Data excerpts:
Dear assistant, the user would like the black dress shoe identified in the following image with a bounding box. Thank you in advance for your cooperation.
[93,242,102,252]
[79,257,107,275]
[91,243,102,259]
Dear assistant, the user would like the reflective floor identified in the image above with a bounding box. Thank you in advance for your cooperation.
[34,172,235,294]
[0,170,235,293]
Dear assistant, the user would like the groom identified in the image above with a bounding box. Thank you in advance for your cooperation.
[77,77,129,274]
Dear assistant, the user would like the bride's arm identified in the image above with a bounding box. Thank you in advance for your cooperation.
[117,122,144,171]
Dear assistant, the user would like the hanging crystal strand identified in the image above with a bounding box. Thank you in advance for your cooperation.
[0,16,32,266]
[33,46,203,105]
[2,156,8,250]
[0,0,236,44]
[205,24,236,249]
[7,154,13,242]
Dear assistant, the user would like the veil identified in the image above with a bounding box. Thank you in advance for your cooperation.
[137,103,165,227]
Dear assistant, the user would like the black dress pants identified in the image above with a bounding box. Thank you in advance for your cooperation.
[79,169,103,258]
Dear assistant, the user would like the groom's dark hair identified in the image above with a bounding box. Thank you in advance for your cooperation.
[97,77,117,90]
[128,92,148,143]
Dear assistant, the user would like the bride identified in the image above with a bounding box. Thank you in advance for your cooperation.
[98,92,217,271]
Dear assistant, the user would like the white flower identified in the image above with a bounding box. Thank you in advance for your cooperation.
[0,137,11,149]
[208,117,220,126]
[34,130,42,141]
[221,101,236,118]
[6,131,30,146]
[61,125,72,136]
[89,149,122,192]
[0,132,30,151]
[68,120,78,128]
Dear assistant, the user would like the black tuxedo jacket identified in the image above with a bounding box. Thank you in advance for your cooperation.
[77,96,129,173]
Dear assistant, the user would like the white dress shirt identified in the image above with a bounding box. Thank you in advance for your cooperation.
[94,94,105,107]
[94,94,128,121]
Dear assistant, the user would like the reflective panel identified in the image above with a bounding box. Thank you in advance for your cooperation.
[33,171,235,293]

**WHAT THE EXERCISE ASKS**: Return word for word the line with "Dear assistant, the user would like the bride identified" and every line after it through the end of the records above.

**REPLY TO THE TASK**:
Dear assistant, the user would like the bride identified in the image above with a bounding box. Thank you in advance for your cooperation.
[98,92,217,271]
Dear assistant, the user would like the white flower identified in the image above with a bounding box. Thank you in advance for your cooperation.
[0,137,11,149]
[208,117,220,126]
[34,130,42,141]
[221,101,236,118]
[6,131,30,146]
[61,125,72,136]
[89,149,122,192]
[0,132,30,151]
[68,120,78,128]
Dear assistant, the user would like the black tuxedo jacket identified in the image above with a bounding box. Thank you in advance for your cooperation.
[77,96,129,173]
Dear assistant, the user would like the white dress shirt identified in the image above with a bounding box. Thank you in advance for your cooperation.
[94,94,105,107]
[94,94,128,121]
Dear assistant, the user would like the reflective panel identified in the image above with a bounding box. Thank you in advance for your cooperation.
[33,171,235,293]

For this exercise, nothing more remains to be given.